◆ **WORK TASK**
Could you return all of the entries below exactly, minus the pictures?

◆ **DATA SHOWN**
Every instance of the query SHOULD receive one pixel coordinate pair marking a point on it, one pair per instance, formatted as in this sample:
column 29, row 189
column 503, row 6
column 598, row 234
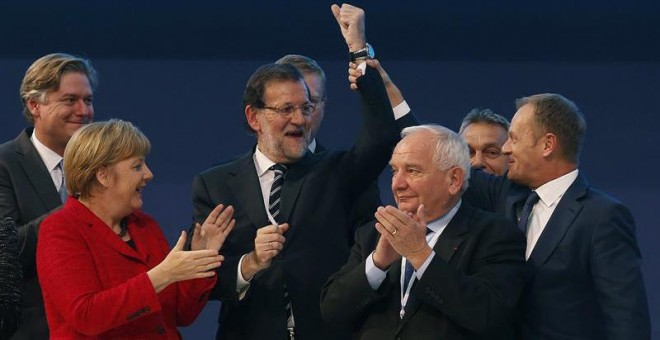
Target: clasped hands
column 401, row 234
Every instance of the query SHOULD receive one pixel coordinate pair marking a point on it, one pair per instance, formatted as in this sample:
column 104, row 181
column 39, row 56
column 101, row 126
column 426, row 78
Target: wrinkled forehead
column 286, row 90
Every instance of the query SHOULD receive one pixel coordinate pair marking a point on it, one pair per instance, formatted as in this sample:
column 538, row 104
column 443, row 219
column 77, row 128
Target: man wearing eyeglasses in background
column 485, row 132
column 292, row 208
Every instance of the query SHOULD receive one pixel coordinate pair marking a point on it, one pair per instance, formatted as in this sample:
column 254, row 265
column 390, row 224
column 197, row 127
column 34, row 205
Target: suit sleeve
column 225, row 287
column 76, row 293
column 27, row 231
column 347, row 295
column 616, row 272
column 378, row 134
column 484, row 296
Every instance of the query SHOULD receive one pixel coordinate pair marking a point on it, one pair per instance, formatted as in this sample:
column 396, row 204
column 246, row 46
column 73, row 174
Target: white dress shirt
column 550, row 194
column 50, row 158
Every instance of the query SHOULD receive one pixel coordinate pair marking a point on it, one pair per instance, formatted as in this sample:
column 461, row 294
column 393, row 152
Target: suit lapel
column 244, row 184
column 447, row 245
column 37, row 174
column 514, row 202
column 561, row 220
column 293, row 182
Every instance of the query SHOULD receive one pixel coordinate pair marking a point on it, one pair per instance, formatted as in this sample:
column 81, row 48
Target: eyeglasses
column 288, row 110
column 316, row 100
column 488, row 153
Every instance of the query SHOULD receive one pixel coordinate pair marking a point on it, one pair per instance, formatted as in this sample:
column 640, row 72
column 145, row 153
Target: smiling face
column 485, row 141
column 63, row 111
column 416, row 178
column 283, row 139
column 124, row 182
column 525, row 149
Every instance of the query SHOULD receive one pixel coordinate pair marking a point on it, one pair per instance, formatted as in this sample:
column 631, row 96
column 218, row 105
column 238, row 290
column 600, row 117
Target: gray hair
column 556, row 114
column 450, row 149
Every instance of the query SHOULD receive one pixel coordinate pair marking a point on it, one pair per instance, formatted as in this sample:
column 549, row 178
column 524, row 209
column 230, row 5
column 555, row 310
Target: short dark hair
column 478, row 115
column 303, row 64
column 256, row 86
column 45, row 73
column 556, row 114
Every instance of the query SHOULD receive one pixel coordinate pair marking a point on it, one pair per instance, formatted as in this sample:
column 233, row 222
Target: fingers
column 384, row 233
column 213, row 216
column 420, row 216
column 336, row 11
column 181, row 241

◆ **EXPECTED ANSWER**
Every instance of the query SHOULD receive one pixel coordinate pair marking a point on it, one pair per instance, formatted as in this sample:
column 29, row 189
column 503, row 6
column 598, row 234
Target: clasped hands
column 401, row 234
Every instance of the query SHOULD receive one pixel coordinate pair marking a point on it, one pair per instance, formatted as in this sample:
column 104, row 181
column 39, row 56
column 101, row 126
column 426, row 78
Target: wrinkled forehead
column 286, row 90
Every instance of the query SHOULD receive one pixel coordinate pair marking a point on it, one pair per instance, formatted as in this sample:
column 538, row 104
column 443, row 219
column 77, row 128
Target: man wearing eyeglasses in background
column 485, row 132
column 292, row 208
Every instance of the query SHOULD receive one pixel coordinate pair marking a point on it, one pair per instance, formatted as in this sample:
column 254, row 265
column 390, row 224
column 197, row 127
column 34, row 205
Target: suit sleeve
column 225, row 287
column 76, row 293
column 27, row 231
column 347, row 295
column 616, row 272
column 378, row 134
column 484, row 296
Every instance of the query SHOULD receive one pixel coordinate pair marking a point on it, one pair per instance, formatted as in this sample:
column 396, row 204
column 246, row 46
column 73, row 174
Target: white dress shirt
column 550, row 194
column 50, row 158
Every instance of the query SHOULD receive one pixel coordinate pair marking a point on it, one pair per instance, formatted as in this sample:
column 461, row 294
column 393, row 152
Target: suit lapel
column 244, row 184
column 447, row 245
column 37, row 174
column 514, row 202
column 561, row 220
column 293, row 182
Every instance of the query SHOULD receive one pixel coordinate pair marking a point on it, one pair per instance, formatted as in this sample:
column 81, row 48
Target: eyeglasses
column 288, row 110
column 316, row 100
column 488, row 153
Every instance of the query SHOULD receive one pixel coordinate pair marking a point on it, one pair per instance, formatted as in this sample:
column 640, row 72
column 145, row 153
Target: smiling face
column 485, row 141
column 63, row 111
column 416, row 178
column 283, row 139
column 124, row 182
column 525, row 149
Every instance of the query SHOULD receive one pixel coordinate pair marking a point on it, one pair per instance, formatted as in this sample:
column 631, row 96
column 218, row 105
column 238, row 290
column 600, row 117
Target: gray hair
column 556, row 114
column 450, row 149
Every instance of the query SHOULD receive one pixel coordinate pair marking a point on it, one pair per instance, formatted as in this sample:
column 549, row 178
column 524, row 209
column 230, row 5
column 555, row 310
Target: short dark hair
column 478, row 115
column 303, row 64
column 256, row 86
column 45, row 73
column 556, row 114
Every instance of the query SHOULD receive one pixel coordinate pair marking a point on it, one pair per instance, formatted as in this sample:
column 233, row 222
Target: fingers
column 384, row 233
column 213, row 216
column 420, row 216
column 336, row 11
column 181, row 241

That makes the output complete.